DESCRIPTION OF THE TASK: Say how many lines in the data hold "branch". Nothing else belongs in the answer.

MATERIAL PROVIDED:
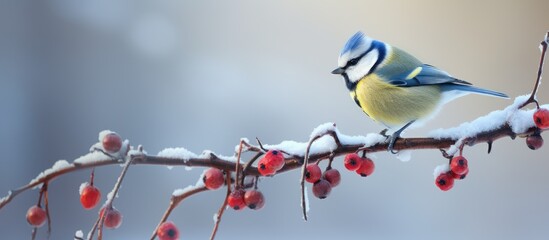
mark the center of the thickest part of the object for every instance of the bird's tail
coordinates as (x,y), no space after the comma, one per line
(471,89)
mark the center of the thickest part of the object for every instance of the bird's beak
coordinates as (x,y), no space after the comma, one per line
(338,71)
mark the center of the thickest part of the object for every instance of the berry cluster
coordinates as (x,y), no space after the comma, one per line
(363,166)
(270,163)
(541,119)
(167,231)
(240,198)
(322,182)
(458,170)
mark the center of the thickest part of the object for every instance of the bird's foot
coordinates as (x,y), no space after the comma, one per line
(392,140)
(384,133)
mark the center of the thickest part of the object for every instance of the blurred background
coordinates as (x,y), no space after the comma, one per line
(203,74)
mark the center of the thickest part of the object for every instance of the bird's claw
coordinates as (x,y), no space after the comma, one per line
(384,132)
(392,140)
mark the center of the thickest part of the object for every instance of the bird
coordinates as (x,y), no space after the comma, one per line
(394,88)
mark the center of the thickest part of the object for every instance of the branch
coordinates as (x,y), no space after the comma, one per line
(543,49)
(177,197)
(293,161)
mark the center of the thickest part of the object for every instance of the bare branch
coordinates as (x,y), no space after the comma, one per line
(543,48)
(175,201)
(108,203)
(223,206)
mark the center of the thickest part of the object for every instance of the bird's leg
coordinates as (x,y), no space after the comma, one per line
(384,132)
(395,136)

EXERCISE SOLUTION: 2